● TO DO
Below are some records. Pull every line that contains the word "target".

(Beginning of SOURCE MATERIAL)

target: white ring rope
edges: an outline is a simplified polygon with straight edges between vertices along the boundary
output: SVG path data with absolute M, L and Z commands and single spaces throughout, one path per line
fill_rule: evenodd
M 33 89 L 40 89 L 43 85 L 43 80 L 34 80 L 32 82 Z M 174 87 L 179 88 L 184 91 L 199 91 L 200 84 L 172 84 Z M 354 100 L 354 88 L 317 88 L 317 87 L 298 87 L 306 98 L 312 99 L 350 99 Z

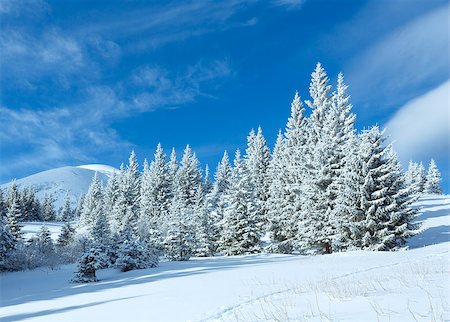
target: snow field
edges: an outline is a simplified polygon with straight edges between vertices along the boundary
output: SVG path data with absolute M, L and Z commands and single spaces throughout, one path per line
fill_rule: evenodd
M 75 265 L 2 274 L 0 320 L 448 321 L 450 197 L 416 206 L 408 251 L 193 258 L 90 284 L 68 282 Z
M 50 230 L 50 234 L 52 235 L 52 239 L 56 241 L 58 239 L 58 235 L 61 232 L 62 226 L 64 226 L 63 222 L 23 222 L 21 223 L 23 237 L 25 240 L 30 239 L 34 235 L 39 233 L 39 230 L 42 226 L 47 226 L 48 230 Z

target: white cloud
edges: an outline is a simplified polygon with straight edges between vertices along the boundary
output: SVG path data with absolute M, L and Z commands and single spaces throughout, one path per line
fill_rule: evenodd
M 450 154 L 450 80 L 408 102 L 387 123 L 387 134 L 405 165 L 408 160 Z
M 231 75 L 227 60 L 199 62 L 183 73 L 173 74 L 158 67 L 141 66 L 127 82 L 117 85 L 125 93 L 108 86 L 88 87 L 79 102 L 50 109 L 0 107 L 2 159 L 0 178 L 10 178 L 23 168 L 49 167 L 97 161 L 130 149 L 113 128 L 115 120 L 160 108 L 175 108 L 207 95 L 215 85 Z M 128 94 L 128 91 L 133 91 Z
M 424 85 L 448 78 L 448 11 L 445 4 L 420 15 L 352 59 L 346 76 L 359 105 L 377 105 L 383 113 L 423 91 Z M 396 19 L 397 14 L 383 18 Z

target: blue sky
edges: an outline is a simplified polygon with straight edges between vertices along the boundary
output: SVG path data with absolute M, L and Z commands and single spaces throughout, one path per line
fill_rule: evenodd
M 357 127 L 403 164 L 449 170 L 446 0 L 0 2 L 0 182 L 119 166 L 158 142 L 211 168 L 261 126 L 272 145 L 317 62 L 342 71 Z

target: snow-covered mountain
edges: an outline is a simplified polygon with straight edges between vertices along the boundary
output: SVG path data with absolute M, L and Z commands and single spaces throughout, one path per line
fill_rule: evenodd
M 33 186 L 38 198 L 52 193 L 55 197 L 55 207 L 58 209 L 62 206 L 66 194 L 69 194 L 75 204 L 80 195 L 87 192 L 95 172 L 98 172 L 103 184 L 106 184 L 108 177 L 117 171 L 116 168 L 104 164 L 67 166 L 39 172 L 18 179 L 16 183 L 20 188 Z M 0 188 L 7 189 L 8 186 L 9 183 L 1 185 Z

(End of SOURCE MATERIAL)
(Beginning of SOURCE MATERIAL)

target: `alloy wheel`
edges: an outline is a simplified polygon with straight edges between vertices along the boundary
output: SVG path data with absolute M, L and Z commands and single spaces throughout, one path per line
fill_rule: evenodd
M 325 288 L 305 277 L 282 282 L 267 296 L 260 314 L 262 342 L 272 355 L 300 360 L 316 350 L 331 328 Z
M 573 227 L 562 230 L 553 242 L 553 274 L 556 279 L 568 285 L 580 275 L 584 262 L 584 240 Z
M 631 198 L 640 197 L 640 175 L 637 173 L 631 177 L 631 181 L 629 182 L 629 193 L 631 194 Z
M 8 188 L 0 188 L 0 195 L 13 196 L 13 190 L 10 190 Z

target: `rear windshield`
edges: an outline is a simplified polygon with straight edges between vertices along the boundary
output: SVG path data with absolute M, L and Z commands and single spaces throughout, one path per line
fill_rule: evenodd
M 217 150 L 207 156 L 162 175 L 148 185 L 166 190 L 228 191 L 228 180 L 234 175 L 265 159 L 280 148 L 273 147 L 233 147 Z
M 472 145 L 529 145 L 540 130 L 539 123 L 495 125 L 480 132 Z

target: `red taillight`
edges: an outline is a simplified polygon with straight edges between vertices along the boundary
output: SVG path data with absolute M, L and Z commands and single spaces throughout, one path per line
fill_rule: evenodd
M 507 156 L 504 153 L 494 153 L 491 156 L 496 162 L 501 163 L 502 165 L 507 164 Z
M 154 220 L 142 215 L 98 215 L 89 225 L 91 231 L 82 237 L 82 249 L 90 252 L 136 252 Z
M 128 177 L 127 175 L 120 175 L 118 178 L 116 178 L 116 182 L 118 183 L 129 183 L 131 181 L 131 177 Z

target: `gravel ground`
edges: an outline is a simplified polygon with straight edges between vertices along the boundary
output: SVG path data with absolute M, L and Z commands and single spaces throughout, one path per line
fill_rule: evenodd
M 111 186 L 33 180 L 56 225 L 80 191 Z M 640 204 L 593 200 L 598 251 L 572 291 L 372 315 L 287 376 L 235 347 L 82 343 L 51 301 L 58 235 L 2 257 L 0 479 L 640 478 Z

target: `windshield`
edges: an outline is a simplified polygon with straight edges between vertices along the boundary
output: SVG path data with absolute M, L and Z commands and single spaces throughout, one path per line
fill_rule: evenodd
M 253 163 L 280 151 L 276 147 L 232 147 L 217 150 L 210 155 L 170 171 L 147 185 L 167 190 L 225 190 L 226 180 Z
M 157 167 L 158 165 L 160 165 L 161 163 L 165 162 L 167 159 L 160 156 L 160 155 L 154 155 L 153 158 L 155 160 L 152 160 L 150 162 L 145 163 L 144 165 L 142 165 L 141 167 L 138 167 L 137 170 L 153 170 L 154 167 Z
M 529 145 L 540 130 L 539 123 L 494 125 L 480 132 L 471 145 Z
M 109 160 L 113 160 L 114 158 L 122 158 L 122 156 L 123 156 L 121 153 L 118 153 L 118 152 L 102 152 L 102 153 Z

(End of SOURCE MATERIAL)

● SOLUTION TO THE EXERCISE
target: white ring rope
target: snow field
target: white cloud
target: blue sky
target: snow-covered mountain
target: `alloy wheel`
target: `rear windshield`
target: `red taillight`
target: `gravel ground`
target: `windshield`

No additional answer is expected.